TO BE DONE =>
Restate the complete material exactly.

DATA PROVIDED =>
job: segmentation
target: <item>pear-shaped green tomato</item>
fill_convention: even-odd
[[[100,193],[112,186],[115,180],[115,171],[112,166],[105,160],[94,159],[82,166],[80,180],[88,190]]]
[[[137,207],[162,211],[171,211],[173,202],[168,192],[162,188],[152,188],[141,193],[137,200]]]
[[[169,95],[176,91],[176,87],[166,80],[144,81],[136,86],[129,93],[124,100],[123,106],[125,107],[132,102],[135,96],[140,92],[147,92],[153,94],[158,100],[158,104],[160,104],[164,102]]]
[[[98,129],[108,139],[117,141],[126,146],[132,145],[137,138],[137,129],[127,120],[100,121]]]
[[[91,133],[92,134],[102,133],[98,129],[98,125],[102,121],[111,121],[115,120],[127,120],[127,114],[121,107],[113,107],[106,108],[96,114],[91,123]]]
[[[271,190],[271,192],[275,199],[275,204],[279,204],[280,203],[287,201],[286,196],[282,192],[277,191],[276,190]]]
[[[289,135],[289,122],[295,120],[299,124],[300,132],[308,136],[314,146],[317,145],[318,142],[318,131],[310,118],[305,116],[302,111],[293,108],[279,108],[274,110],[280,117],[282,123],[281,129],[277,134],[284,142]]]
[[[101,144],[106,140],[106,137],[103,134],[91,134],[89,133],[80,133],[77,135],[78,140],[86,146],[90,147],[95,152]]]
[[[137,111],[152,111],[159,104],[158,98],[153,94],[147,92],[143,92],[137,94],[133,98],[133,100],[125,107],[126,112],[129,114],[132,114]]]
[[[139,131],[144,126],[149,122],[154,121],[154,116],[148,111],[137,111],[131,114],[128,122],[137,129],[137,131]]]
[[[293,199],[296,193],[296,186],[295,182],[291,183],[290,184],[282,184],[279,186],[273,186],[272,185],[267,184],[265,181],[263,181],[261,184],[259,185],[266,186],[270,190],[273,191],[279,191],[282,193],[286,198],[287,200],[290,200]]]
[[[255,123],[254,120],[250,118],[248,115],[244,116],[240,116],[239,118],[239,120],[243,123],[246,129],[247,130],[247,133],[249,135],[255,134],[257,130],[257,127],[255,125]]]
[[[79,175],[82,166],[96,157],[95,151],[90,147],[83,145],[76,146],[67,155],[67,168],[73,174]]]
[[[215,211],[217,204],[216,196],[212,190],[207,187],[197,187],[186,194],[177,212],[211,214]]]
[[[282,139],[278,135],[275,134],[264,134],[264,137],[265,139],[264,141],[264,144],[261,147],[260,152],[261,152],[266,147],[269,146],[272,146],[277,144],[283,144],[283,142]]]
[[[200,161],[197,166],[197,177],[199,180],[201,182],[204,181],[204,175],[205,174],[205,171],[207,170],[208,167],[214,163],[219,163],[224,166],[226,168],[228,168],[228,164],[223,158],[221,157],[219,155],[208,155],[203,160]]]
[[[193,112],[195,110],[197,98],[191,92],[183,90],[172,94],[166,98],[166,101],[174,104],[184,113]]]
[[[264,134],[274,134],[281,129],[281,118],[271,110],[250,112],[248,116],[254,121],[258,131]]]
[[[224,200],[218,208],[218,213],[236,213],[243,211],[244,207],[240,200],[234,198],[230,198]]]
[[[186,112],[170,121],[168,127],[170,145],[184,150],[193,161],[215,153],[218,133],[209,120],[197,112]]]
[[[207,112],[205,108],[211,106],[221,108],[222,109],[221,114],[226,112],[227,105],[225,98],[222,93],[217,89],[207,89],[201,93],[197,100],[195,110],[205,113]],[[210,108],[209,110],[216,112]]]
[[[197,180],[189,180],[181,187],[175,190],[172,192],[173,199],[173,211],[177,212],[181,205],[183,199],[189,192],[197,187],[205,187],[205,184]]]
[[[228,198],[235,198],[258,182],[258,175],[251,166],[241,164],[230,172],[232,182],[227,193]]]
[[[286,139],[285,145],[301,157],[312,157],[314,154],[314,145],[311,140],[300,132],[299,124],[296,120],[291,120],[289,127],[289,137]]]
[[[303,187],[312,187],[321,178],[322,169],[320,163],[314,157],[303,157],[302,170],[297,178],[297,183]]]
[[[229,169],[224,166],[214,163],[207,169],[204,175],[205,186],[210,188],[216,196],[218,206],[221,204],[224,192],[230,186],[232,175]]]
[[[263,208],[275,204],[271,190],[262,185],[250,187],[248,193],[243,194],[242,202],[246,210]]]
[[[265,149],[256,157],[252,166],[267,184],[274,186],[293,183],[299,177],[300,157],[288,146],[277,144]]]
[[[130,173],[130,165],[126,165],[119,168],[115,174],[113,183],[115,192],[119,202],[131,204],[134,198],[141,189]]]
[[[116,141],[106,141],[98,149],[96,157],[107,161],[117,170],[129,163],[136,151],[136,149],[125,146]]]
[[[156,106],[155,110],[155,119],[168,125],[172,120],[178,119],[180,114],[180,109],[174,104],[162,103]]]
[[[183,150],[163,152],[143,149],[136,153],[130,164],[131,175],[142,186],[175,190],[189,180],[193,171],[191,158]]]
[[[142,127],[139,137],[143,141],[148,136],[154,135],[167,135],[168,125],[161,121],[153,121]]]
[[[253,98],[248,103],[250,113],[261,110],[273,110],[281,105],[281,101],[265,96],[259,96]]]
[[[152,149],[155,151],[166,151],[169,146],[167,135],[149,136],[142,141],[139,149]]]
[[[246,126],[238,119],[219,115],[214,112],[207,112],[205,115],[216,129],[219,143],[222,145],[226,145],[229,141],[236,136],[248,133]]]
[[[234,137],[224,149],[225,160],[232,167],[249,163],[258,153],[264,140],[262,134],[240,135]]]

OUTPUT OF THE EXERCISE =>
job: segmentation
target: <item>pear-shaped green tomato</item>
fill_convention: even-odd
[[[100,193],[112,186],[115,180],[115,171],[112,166],[105,160],[94,159],[82,166],[80,180],[88,190]]]
[[[137,207],[162,211],[171,211],[173,202],[168,192],[162,188],[152,188],[141,193],[137,200]]]
[[[169,95],[176,91],[176,87],[166,80],[144,81],[136,86],[129,93],[124,100],[123,106],[125,107],[132,102],[135,96],[140,92],[147,92],[153,94],[158,100],[158,104],[160,104],[164,102]]]
[[[98,129],[108,139],[117,141],[126,146],[132,145],[137,138],[137,129],[127,120],[100,121]]]
[[[91,133],[92,134],[102,133],[98,129],[98,125],[102,121],[111,121],[115,120],[127,120],[127,114],[121,107],[113,107],[106,108],[96,114],[91,123]]]
[[[271,190],[271,192],[275,199],[275,204],[279,204],[280,203],[287,201],[286,196],[282,192],[277,191],[276,190]]]
[[[289,135],[289,122],[295,120],[299,124],[300,132],[308,136],[314,146],[317,145],[318,142],[318,131],[310,118],[305,116],[302,111],[293,108],[279,108],[274,110],[280,117],[282,123],[281,129],[277,134],[284,142]]]
[[[101,144],[106,140],[106,137],[103,134],[91,134],[89,133],[80,133],[77,135],[78,140],[86,146],[90,147],[95,152]]]
[[[137,111],[152,111],[159,104],[158,98],[153,94],[147,92],[143,92],[137,94],[133,98],[133,100],[125,107],[126,112],[129,114],[132,114]]]
[[[139,131],[144,126],[149,122],[154,121],[154,116],[148,111],[137,111],[131,114],[128,122],[137,129],[137,131]]]
[[[293,199],[296,193],[296,186],[295,182],[291,183],[290,184],[282,184],[279,186],[273,186],[272,185],[267,184],[265,181],[263,181],[261,184],[259,185],[266,186],[270,190],[273,191],[279,191],[282,193],[286,198],[287,200],[290,200]]]
[[[255,123],[254,120],[250,118],[248,115],[244,116],[240,116],[239,118],[239,120],[243,123],[246,129],[247,130],[247,133],[249,135],[255,134],[257,130],[257,127],[255,125]]]
[[[79,175],[82,166],[96,157],[95,151],[90,147],[83,145],[76,146],[67,155],[67,168],[73,174]]]
[[[215,211],[217,204],[216,196],[212,190],[207,187],[197,187],[186,194],[177,212],[211,214]]]
[[[282,139],[278,135],[275,134],[264,134],[264,137],[265,139],[264,141],[264,144],[261,147],[260,152],[261,152],[266,147],[269,146],[272,146],[277,144],[283,144],[283,142]]]
[[[200,161],[197,166],[197,177],[199,180],[201,182],[204,181],[204,175],[205,174],[205,171],[207,170],[208,167],[214,163],[219,163],[224,166],[226,168],[228,168],[228,164],[223,158],[221,157],[219,155],[208,155],[203,160]]]
[[[193,112],[195,110],[197,98],[191,92],[183,90],[172,94],[166,98],[166,101],[174,104],[184,113]]]
[[[264,134],[274,134],[281,129],[281,118],[271,110],[250,112],[248,116],[254,121],[258,131]]]
[[[224,200],[218,208],[218,213],[236,213],[243,211],[244,207],[240,200],[234,198],[230,198]]]
[[[186,112],[170,121],[168,127],[170,145],[184,150],[193,161],[215,153],[218,133],[209,120],[197,112]]]
[[[207,112],[205,108],[211,106],[221,108],[222,109],[221,114],[226,112],[227,105],[225,98],[222,93],[217,89],[207,89],[201,93],[197,100],[195,110],[205,113]],[[210,108],[209,110],[216,112]]]
[[[197,180],[189,180],[181,187],[175,190],[172,192],[173,199],[173,211],[177,212],[181,205],[183,199],[189,192],[197,187],[205,187],[205,184]]]
[[[228,198],[235,198],[258,182],[258,175],[251,166],[241,164],[230,172],[232,182],[227,193]]]
[[[286,139],[285,145],[301,157],[312,157],[314,154],[314,145],[311,140],[300,132],[299,124],[296,120],[291,120],[289,127],[289,137]]]
[[[303,187],[312,187],[321,178],[322,169],[320,163],[314,157],[303,157],[302,170],[297,178],[297,183]]]
[[[229,169],[224,166],[214,163],[207,169],[204,175],[205,186],[210,188],[216,196],[218,206],[221,204],[224,192],[230,186],[232,175]]]
[[[263,208],[275,204],[271,190],[262,185],[250,187],[248,193],[243,194],[242,202],[246,210]]]
[[[265,149],[256,157],[252,166],[267,184],[274,186],[293,183],[299,177],[300,157],[288,146],[277,144]]]
[[[130,173],[130,165],[126,165],[119,168],[115,174],[113,183],[115,192],[119,202],[131,204],[134,198],[141,189]]]
[[[116,141],[106,141],[98,149],[96,157],[107,161],[117,170],[129,163],[136,151],[136,149],[125,146]]]
[[[156,106],[155,110],[155,119],[168,125],[172,120],[178,119],[180,114],[180,109],[174,104],[162,103]]]
[[[183,150],[163,152],[143,149],[136,153],[130,164],[131,175],[142,186],[175,190],[189,180],[193,171],[191,158]]]
[[[142,127],[139,137],[143,141],[148,136],[154,135],[167,135],[168,125],[161,121],[153,121]]]
[[[253,98],[248,103],[250,113],[261,110],[273,110],[281,105],[281,101],[265,96],[259,96]]]
[[[152,149],[155,151],[166,151],[169,146],[167,135],[149,136],[142,141],[139,149]]]
[[[246,126],[238,119],[219,115],[214,112],[207,112],[205,115],[216,129],[219,143],[222,145],[226,145],[229,141],[236,136],[248,133]]]
[[[234,137],[224,149],[225,160],[232,167],[249,163],[258,153],[264,140],[262,134],[240,135]]]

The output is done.